* Start Extracted entries *

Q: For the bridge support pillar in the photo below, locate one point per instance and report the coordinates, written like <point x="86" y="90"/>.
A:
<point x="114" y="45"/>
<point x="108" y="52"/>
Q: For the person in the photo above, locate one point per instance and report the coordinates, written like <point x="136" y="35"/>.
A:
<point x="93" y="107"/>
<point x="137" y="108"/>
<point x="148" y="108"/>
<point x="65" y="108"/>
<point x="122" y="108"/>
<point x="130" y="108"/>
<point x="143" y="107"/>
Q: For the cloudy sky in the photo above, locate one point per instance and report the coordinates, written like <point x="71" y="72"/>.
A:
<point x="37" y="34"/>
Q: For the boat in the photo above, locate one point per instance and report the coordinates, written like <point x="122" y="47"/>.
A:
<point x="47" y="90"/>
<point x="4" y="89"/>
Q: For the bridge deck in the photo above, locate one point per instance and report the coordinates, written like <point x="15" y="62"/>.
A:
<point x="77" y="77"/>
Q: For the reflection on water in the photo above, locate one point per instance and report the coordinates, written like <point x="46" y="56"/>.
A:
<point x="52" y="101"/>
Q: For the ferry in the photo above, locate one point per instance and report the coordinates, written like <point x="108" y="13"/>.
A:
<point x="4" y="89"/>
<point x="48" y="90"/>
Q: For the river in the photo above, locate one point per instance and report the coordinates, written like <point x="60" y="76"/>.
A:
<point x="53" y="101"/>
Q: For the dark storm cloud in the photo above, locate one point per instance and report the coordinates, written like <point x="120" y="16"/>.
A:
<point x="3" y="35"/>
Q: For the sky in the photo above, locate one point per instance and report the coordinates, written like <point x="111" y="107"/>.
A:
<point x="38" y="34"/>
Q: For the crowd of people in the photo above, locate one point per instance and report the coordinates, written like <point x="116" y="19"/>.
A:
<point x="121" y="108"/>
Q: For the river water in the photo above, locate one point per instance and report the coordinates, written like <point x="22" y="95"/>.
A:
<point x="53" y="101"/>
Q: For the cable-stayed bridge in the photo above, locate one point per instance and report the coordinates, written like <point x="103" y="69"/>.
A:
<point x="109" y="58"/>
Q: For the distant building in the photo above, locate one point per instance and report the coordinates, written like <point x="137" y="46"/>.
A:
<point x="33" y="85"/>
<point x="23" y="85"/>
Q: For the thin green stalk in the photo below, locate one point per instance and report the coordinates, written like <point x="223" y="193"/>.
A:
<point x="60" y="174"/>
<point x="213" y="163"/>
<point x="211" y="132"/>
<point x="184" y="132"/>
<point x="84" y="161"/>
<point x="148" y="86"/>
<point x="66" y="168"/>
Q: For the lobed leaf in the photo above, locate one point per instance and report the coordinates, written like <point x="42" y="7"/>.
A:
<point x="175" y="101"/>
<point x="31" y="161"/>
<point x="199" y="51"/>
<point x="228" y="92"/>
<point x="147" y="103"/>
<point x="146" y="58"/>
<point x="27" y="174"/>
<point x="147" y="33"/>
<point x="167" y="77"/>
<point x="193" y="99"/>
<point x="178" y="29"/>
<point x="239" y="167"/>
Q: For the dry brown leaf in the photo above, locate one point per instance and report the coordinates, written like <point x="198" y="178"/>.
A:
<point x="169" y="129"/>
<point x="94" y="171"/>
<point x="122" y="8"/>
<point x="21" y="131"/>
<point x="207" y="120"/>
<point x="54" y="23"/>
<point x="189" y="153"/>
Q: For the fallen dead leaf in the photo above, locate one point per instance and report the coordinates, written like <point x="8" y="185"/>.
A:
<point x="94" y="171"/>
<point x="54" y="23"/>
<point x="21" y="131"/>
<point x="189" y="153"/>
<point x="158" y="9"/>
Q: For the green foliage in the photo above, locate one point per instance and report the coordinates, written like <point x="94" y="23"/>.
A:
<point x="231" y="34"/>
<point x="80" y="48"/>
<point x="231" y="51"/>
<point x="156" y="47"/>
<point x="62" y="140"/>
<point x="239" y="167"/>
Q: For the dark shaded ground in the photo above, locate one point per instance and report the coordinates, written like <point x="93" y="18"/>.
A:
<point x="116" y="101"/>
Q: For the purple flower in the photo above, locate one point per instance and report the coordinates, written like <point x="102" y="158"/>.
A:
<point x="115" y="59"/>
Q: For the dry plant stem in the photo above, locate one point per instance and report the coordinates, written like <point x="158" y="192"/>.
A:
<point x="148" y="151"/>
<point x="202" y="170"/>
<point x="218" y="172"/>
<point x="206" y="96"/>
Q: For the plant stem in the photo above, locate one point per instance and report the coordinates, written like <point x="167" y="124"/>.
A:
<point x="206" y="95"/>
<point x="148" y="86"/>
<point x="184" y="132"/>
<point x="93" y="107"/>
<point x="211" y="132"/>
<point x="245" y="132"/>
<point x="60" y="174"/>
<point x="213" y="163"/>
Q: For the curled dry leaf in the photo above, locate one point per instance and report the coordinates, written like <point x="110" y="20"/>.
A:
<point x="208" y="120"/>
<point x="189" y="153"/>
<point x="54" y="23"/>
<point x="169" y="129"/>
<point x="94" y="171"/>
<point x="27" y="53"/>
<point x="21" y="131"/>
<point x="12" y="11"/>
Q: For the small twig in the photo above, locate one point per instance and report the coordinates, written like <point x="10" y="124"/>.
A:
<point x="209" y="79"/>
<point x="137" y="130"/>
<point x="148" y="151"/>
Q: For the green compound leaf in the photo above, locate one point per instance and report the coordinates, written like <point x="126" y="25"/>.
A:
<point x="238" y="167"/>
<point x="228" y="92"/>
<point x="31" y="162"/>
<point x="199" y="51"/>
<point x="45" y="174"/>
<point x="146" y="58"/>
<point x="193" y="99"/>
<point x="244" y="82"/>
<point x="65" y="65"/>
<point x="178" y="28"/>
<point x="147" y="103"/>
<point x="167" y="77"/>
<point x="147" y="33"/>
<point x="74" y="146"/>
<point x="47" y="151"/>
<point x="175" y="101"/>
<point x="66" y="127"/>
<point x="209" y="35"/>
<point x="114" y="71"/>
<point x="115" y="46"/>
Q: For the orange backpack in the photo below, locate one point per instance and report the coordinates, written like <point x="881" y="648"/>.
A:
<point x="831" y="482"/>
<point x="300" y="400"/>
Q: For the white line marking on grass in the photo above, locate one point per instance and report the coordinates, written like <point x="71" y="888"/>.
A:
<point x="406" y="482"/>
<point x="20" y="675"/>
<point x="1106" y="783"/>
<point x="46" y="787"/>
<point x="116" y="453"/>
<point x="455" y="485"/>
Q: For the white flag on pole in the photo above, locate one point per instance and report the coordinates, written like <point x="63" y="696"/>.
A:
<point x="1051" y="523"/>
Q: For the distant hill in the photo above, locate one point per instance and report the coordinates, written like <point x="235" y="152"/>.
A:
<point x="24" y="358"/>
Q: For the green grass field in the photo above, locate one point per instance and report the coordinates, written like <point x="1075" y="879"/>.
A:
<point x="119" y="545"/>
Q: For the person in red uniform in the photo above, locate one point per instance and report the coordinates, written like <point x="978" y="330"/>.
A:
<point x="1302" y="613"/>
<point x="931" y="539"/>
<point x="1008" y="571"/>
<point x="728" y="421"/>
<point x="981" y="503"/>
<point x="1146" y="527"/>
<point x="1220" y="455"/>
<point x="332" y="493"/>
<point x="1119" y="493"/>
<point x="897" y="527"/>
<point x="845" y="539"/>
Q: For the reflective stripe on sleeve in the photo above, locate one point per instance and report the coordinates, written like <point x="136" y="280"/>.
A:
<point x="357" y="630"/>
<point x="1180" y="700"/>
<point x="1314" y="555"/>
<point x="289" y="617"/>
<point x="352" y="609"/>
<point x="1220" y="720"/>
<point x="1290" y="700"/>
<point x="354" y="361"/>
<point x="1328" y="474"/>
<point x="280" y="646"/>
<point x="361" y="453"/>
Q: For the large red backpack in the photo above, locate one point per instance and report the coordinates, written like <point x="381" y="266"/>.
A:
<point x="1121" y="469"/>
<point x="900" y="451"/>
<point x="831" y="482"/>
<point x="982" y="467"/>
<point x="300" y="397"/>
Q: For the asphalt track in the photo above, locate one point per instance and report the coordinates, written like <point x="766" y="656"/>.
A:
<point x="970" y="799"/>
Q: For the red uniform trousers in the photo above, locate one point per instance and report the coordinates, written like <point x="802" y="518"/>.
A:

* End Extracted entries *

Make an exact copy of every line from the one with "Q: For the white flag" to the end of the data, with the first and last of those lines included.

- **Answer for this exercise**:
Q: For the white flag on pole in the photo above, locate one point per instance and report the coordinates, written like <point x="63" y="696"/>.
A:
<point x="1051" y="523"/>
Q: For the distant hill in the photo above, locate one point per instance and report the coordinates, written like <point x="235" y="152"/>.
A:
<point x="24" y="358"/>
Q: For the green grass field in the photo above, locate one point per instance and report the coordinates, written like <point x="1075" y="879"/>.
A:
<point x="119" y="545"/>
Q: For the person in red uniform in the photo above, locate one point per instance and report the coordinates, written like <point x="978" y="330"/>.
A:
<point x="1302" y="613"/>
<point x="931" y="539"/>
<point x="1008" y="571"/>
<point x="728" y="421"/>
<point x="981" y="503"/>
<point x="1146" y="527"/>
<point x="1220" y="455"/>
<point x="332" y="493"/>
<point x="1119" y="493"/>
<point x="897" y="527"/>
<point x="845" y="539"/>
Q: For the reflective stripe on sleeve in the photo above, locate one point per instance and report the coordinates, written like <point x="136" y="280"/>.
A:
<point x="357" y="630"/>
<point x="1180" y="700"/>
<point x="1314" y="555"/>
<point x="289" y="617"/>
<point x="352" y="609"/>
<point x="1220" y="720"/>
<point x="1290" y="700"/>
<point x="354" y="361"/>
<point x="1328" y="474"/>
<point x="280" y="646"/>
<point x="361" y="453"/>
Q: For the large red backpack in the photo above, locate one point per instance and report the coordinates, written like <point x="381" y="266"/>.
A:
<point x="1121" y="469"/>
<point x="900" y="451"/>
<point x="831" y="482"/>
<point x="982" y="467"/>
<point x="300" y="397"/>
Q: For the asphalt track in the photo above, locate one point per instance and report the coordinates, written like <point x="766" y="656"/>.
A:
<point x="970" y="799"/>
Q: For the red uniform trousers in the photo above, locate one point per instance and report the coordinates, written like <point x="802" y="518"/>.
A:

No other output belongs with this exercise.